[START OF Exercise materials]

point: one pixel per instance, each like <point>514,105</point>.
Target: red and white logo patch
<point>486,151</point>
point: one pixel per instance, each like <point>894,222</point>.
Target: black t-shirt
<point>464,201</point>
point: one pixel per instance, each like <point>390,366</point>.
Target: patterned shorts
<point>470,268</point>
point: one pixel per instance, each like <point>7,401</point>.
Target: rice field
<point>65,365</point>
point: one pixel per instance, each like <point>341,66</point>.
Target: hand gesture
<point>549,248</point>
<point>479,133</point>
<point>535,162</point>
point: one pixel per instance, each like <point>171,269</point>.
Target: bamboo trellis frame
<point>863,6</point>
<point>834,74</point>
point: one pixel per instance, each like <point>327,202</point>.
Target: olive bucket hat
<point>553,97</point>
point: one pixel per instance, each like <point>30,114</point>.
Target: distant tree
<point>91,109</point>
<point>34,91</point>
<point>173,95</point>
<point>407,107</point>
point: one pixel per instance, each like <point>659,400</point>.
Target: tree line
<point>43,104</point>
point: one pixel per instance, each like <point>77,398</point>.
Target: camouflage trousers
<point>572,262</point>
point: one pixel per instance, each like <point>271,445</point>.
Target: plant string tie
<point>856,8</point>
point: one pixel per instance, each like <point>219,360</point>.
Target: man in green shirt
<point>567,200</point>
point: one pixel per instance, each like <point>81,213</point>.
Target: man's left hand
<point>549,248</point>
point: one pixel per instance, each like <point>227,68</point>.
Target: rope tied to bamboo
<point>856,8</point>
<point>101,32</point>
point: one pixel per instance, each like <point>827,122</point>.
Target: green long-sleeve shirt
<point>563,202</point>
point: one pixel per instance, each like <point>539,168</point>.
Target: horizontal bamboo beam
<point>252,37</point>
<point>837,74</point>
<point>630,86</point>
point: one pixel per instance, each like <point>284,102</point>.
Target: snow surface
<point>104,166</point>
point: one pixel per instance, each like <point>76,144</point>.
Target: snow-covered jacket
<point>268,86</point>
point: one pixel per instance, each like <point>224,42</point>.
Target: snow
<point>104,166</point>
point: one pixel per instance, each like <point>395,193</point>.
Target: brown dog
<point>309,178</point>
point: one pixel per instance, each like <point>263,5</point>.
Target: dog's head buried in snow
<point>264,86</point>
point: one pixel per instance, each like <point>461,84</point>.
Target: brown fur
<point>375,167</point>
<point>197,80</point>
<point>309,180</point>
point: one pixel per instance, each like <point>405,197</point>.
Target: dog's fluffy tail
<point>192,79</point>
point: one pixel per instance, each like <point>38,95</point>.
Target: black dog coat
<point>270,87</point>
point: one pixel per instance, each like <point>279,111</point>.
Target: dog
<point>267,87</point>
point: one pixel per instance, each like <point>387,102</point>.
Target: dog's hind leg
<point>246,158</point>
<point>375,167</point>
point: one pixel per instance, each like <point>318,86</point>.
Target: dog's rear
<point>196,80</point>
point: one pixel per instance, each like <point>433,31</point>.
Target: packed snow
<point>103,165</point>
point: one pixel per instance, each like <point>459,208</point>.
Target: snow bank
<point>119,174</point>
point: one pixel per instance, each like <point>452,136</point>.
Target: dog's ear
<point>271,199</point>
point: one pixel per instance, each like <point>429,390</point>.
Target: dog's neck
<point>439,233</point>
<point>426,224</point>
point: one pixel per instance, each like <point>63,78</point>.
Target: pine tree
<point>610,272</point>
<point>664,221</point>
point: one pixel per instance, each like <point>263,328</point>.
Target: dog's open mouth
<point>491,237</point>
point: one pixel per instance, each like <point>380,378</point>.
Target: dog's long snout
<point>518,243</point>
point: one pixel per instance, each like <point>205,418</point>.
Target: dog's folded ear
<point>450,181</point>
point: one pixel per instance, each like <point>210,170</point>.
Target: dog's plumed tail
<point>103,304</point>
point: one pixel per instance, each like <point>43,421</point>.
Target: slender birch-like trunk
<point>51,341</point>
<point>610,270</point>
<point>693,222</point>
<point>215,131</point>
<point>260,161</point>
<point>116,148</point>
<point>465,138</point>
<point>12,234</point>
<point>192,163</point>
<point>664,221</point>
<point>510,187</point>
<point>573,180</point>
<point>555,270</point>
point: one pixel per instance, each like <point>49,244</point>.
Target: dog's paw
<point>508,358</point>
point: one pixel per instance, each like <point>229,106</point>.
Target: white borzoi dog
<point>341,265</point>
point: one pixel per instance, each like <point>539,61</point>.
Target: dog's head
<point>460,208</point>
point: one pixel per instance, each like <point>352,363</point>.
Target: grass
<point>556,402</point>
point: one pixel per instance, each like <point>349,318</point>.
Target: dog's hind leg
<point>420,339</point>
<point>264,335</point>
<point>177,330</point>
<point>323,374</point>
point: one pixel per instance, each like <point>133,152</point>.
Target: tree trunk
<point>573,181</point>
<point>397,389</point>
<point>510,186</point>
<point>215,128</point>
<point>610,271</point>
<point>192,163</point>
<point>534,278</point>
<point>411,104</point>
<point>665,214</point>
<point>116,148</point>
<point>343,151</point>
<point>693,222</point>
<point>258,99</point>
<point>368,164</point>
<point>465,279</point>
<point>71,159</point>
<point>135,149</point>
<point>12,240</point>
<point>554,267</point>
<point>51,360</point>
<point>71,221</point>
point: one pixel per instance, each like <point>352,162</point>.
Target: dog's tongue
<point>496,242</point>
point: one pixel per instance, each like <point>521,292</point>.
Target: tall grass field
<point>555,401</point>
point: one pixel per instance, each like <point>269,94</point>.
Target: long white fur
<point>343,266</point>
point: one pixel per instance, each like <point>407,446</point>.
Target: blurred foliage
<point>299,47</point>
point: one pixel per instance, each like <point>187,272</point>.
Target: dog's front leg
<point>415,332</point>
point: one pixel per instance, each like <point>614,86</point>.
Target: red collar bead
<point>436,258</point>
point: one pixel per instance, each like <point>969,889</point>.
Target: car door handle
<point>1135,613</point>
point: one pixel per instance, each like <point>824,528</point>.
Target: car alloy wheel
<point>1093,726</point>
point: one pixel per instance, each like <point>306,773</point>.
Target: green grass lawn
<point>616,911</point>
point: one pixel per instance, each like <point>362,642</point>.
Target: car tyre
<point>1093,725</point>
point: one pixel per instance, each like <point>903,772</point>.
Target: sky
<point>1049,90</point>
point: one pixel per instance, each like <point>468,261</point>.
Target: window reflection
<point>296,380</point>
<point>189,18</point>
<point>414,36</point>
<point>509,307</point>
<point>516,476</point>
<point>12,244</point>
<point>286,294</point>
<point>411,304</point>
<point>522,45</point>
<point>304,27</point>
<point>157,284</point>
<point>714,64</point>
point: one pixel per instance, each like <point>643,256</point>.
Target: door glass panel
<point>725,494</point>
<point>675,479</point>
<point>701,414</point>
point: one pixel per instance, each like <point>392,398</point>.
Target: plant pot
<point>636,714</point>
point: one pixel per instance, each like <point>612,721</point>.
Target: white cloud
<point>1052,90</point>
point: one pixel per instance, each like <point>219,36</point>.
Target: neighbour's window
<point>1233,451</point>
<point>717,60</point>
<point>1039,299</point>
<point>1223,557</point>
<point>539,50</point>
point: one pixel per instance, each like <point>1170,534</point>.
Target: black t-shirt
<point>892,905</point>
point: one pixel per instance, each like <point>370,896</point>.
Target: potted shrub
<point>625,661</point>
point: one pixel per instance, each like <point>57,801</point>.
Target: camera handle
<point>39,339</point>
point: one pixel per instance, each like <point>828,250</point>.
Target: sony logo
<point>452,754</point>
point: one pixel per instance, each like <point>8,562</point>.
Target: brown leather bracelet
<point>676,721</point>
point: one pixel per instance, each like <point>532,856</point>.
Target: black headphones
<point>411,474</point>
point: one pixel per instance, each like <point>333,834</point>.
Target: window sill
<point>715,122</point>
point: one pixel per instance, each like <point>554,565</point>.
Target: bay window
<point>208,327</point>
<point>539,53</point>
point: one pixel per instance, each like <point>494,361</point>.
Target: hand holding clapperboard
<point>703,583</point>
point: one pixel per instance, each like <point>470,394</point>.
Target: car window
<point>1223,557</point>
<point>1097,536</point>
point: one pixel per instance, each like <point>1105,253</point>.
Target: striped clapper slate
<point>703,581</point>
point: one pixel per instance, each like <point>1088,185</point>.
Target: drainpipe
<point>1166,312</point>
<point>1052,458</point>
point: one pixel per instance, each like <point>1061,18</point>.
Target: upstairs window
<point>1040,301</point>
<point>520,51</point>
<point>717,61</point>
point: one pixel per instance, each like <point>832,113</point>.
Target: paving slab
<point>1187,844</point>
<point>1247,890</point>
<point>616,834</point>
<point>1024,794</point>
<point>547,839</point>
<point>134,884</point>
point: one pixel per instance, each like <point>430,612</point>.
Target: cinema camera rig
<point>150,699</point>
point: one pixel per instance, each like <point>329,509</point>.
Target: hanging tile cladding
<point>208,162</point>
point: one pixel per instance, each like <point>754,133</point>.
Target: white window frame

[END OF Exercise materials]

Your instructions: Lay out the lines of the records above as a JSON list of strings, one string per line with blank lines left out, from the line with "point: one pixel per instance, each like <point>318,86</point>." to the line with "<point>323,374</point>", both included.

Finished answer:
[
  "point: one pixel per instance, each like <point>318,86</point>.",
  "Target: dog's rear",
  "<point>196,80</point>",
  "point: one pixel per instance, each like <point>433,31</point>.",
  "Target: packed snow",
  "<point>103,165</point>",
  "point: one pixel per instance, each like <point>459,208</point>.",
  "Target: snow bank",
  "<point>119,174</point>",
  "point: one pixel per instance, each like <point>452,136</point>.",
  "Target: dog's ear",
  "<point>271,199</point>",
  "point: one pixel per instance, each like <point>429,390</point>.",
  "Target: dog's neck",
  "<point>439,233</point>",
  "<point>426,224</point>",
  "point: one pixel per instance, each like <point>63,78</point>.",
  "Target: pine tree",
  "<point>610,272</point>",
  "<point>664,221</point>",
  "point: one pixel per instance, each like <point>263,328</point>.",
  "Target: dog's open mouth",
  "<point>491,237</point>",
  "point: one pixel per instance, each like <point>380,378</point>.",
  "Target: dog's long snout",
  "<point>518,243</point>",
  "point: one pixel per instance, each like <point>205,418</point>.",
  "Target: dog's folded ear",
  "<point>450,181</point>",
  "point: one pixel per instance, each like <point>210,170</point>.",
  "Target: dog's plumed tail",
  "<point>103,304</point>",
  "point: one pixel per instance, each like <point>43,421</point>.",
  "Target: slender birch-like trunk",
  "<point>51,341</point>",
  "<point>610,270</point>",
  "<point>693,222</point>",
  "<point>215,131</point>",
  "<point>260,161</point>",
  "<point>116,148</point>",
  "<point>465,138</point>",
  "<point>12,234</point>",
  "<point>192,163</point>",
  "<point>664,221</point>",
  "<point>510,187</point>",
  "<point>573,180</point>",
  "<point>555,270</point>",
  "point: one pixel per instance, each like <point>49,244</point>.",
  "Target: dog's paw",
  "<point>508,358</point>",
  "point: one pixel per instance, each like <point>229,106</point>.",
  "Target: white borzoi dog",
  "<point>341,265</point>",
  "point: one pixel per instance, each like <point>539,61</point>.",
  "Target: dog's head",
  "<point>460,208</point>",
  "point: one pixel per instance, each like <point>352,363</point>.",
  "Target: grass",
  "<point>556,402</point>",
  "point: one pixel per instance, each like <point>349,318</point>.",
  "Target: dog's hind leg",
  "<point>420,339</point>",
  "<point>264,335</point>",
  "<point>177,330</point>",
  "<point>323,374</point>"
]